### [WHAT IS ASKED]
1. Using the Ready-To-Learn passage, decide whether each statement is true: (a) the Ready-To-Learn Act was created in 1992; (b) the programming block provided eight hours of educational programming a day; (c) program creators need to provide only a summative research plan. Answer yes or no for each and quote the words from the passage that decide it.
2. According to the Ready-To-Learn passage, which two programs did the Ready-To-Learn grant support beginning in 1995?

[Start SUPPLIED PASSAGE]

The Ready-To-Learn (RTL) Act is a project funded by PBS and the Corporation for Public Broadcasting (CPB) to supply educational programming and materials for preschool and elementary school children. Created in 1992, the Ready-To-Learn Act furthered the creation of the Ready-To-Learn programming block which provided eleven hours of educational programming throughout the day on the PBS channel. The goal of the initiative was to provide educational content to support low-income communities that addressed social and emotional development as well as emphasized language and cognitive skills for children ages 2-8 years old.

Requirements 

In order for a program to be included in the Ready-To-Learn (RTL) programming block, the program must have detailed curriculum goals that highlight either socio-emotional goals, academic goals, or both. The program creators must also provide a formative and summative research plan.

History

Inception 
In 1991, the then-president of The Carnegie Foundation for the Advancement of Teaching, Ernest Boyer, created a report titled "Ready To Learn: A Mandate for the Nation." In his report, he highlighted the decline in children's school readiness, encouraging an increase in educational materials and resources for pre-school age children.

1995–2005 
Beginning in 1995, the Ready-To-Learn grant, authorized by Congress, supported the creation of the programs Dragon Tales and Between the Lions. These new programs on PBS focused on facilitating literacy and social & emotional learning. PBS also started unveiling community and parent programs aimed at continuing a child's learning outside of the TV.

[End SUPPLIED PASSAGE]
[Start EXTRACTED RECORDS]

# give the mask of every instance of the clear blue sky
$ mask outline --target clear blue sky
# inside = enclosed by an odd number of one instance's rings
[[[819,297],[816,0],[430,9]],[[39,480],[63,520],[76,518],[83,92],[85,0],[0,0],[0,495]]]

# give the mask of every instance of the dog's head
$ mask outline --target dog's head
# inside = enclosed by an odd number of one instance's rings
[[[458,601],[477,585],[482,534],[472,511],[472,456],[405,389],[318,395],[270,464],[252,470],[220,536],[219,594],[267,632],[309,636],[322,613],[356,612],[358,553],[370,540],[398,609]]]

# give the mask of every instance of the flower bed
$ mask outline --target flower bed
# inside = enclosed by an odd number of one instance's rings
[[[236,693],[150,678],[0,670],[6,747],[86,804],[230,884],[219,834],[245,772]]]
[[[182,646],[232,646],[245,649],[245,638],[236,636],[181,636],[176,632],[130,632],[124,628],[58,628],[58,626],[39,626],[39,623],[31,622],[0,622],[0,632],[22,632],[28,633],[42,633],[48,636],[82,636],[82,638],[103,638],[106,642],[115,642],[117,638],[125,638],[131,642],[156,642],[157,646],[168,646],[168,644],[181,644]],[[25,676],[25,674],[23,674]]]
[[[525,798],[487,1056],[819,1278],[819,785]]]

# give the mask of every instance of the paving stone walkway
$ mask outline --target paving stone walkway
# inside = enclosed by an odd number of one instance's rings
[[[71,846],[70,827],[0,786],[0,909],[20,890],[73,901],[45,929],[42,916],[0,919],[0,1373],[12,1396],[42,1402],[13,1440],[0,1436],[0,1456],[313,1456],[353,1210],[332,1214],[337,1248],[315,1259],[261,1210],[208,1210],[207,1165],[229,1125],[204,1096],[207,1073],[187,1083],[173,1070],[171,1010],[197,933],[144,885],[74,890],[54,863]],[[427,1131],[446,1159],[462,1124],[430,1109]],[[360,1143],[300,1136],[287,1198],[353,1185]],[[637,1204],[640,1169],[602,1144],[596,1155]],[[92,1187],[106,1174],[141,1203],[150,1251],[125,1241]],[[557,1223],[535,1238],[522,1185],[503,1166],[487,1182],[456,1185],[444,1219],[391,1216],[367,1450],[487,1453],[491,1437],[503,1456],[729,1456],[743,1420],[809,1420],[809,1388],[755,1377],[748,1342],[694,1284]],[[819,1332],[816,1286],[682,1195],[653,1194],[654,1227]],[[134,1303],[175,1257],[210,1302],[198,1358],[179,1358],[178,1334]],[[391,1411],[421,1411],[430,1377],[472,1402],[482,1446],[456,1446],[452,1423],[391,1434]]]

[End EXTRACTED RECORDS]

### [SOLVED PROBLEMS]
1.
(a) Yes: "Created in 1992"
(b) No: "eleven hours of educational programming throughout the day"
(c) No: "must also provide a formative and summative research plan"

2. Dragon Tales and Between the Lions.